Reproduce the lines from the one holding "Where can you find the round" to the end of the entries. Include both ends and change nothing.
═════ Source information
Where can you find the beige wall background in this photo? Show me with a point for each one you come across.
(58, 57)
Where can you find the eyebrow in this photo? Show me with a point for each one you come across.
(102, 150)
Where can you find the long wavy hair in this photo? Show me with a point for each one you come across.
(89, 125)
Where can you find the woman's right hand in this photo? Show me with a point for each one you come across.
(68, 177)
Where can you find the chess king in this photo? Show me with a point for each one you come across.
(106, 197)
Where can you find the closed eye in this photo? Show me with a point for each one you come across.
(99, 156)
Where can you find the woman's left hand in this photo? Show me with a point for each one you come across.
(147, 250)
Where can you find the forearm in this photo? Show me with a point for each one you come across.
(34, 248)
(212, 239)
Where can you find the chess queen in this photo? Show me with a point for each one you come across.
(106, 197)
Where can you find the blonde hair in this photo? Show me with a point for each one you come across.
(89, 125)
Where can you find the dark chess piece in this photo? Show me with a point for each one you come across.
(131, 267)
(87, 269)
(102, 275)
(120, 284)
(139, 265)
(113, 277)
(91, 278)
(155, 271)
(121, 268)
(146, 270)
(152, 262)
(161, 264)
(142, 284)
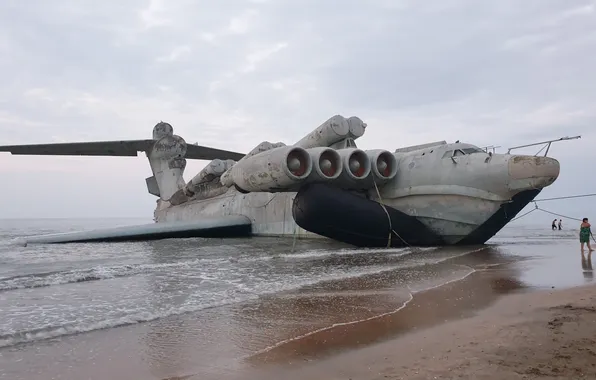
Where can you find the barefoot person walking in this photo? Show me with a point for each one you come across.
(584, 234)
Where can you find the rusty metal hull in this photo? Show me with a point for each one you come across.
(328, 209)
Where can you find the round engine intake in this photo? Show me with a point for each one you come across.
(327, 164)
(356, 163)
(384, 164)
(278, 169)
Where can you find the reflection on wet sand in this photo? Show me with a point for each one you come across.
(315, 315)
(454, 300)
(587, 266)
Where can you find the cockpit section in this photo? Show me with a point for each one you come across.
(461, 150)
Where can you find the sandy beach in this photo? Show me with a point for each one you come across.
(549, 334)
(521, 307)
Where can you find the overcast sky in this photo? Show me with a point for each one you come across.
(231, 73)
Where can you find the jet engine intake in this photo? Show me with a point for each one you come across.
(274, 170)
(327, 164)
(356, 169)
(383, 165)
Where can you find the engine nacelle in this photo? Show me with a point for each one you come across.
(356, 168)
(213, 170)
(278, 169)
(331, 131)
(226, 178)
(383, 165)
(327, 164)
══════════
■ **Final answer**:
Where can you find the round engine intake in this photo? Show me with a point for each one you come across.
(327, 164)
(356, 163)
(384, 164)
(278, 169)
Where can you find the reflection on wet sand in this photo? Show me with a point for each one you come across.
(315, 315)
(454, 300)
(587, 266)
Where can you find the cockpit section in this photo? Show me with a point for each one you come across.
(461, 150)
Where can you find the sandy beach in this photo? Show me with a point for each one you come across.
(549, 334)
(521, 307)
Where can you find the overcast sky in this photo? Show me with a point for each one you come across.
(231, 73)
Where can you find the jet engine intake in this photo? Show me with a point for each one you come across.
(274, 170)
(327, 164)
(356, 169)
(383, 165)
Where can you find the engine nacelle in this photo? Show me with a point for each one you come across.
(356, 168)
(213, 170)
(278, 169)
(331, 131)
(226, 178)
(383, 165)
(327, 164)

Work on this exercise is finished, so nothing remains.